Jolanta Piotrowska (NYX Hotel Warsaw)
O gotowaniu w miejscu idealnie wtapiającym się w tkankę miasta, o niezależności, odpowiedzialności i zawodowym wsparciu, o strategii zarządzania kuchnią, gdy zarządza nią kobieta, wreszcie o pewnym lekko wędzonym tatarze i... perełkach, opowiada nam Jolanta Piotrowska, executive chef w NYX Hotel Warsaw.
Za marką NYX kryje się bardzo przemyślany hotelowy koncept łączący wygodę, wyrazistą estetykę, lokalną sztukę i dobre jedzenie z żywą energią miasta. Łatwo się w nim odnalazłaś czy musiałaś go polubić, oswoić?
Marka hoteli NYX jest nietuzinkowa i otwarta na dialog z gośćmi. Przez lata pracowałam w hotelach, gdzie pewne zachowania były standardem i nie było mowy o elastyczności. Teraz wiem, że koncept NYX Hotel Warsaw jest mi bliższy – tutaj gości traktujemy jak odwiedzających nas przyjaciół, chcemy, by czuli się dobrze, by nic ich nie krępowało. Szybko odkryłam, że właśnie w takim stylu pracy spełniam się najlepiej i że świetnie odpowiada on mojej otwartej, bezpośredniej osobowości.
Twoja kariera w hotelowej restauracji Clash od początku oznaczała stanowisko executive chefa? Jak wyglądała twoja droga do dzisiejszej pozycji? Czujesz, że jesteś na szczycie?
Rozpoczynając pracę w NYX Hotel Warsaw, wiedziałam, że chociaż skaczę na głęboką wodę, tutaj jest moje miejsce. Odkąd pamiętam, chciałam zostać artystką, wybrałam odpowiednią szkołę i specjalizację, ale życie napisało inny scenariusz. Teraz sztuką są dla mnie menu układane wspólnie z moim zespołem, aranżacja potrawy na talerzu czy dobór składników, który potrafi sprostać oczekiwaniom, a jednocześnie zaskoczyć. Na to, gdzie teraz jestem, musiałam jednak zapracować: karierę rozpoczęłam w hotelu Marriott, brałam udział w grand openingu hotelu Radisson SAS, pracowałam dla hoteli Accor, Louvre Hotels Group, Radisson Blu Sobieski. Czy jestem na szczycie? Mam nadzieję, że jeszcze wiele przede mną.
Przejdźmy do istoty twoich działań – jak można by określić kulinarny charakter Clash?

Dane:
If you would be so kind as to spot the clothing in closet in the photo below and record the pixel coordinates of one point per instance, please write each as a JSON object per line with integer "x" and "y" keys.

Zadanie pisemne 1: W jakim hotelu Jolanta Piotrowska rozpoczęła karierę według tekstu źródłowego?
Zadanie pisemne 2: Proszę zwrócić z tekstu źródłowego dosłownie fragment od „Rozpoczynając pracę w” aż do „wiele przede mną.” włącznie.
Materiał nie ma związku z tekstem źródłowym.

Oczekiwana odpowiedź 1: W hotelu Marriott.

Oczekiwana odpowiedź 2:
Rozpoczynając pracę w NYX Hotel Warsaw, wiedziałam, że chociaż skaczę na głęboką wodę, tutaj jest moje miejsce. Odkąd pamiętam, chciałam zostać artystką, wybrałam odpowiednią szkołę i specjalizację, ale życie napisało inny scenariusz. Teraz sztuką są dla mnie menu układane wspólnie z moim zespołem, aranżacja potrawy na talerzu czy dobór składników, który potrafi sprostać oczekiwaniom, a jednocześnie zaskoczyć. Na to, gdzie teraz jestem, musiałam jednak zapracować: karierę rozpoczęłam w hotelu Marriott, brałam udział w grand openingu hotelu Radisson SAS, pracowałam dla hoteli Accor, Louvre Hotels Group, Radisson Blu Sobieski. Czy jestem na szczycie? Mam nadzieję, że jeszcze wiele przede mną.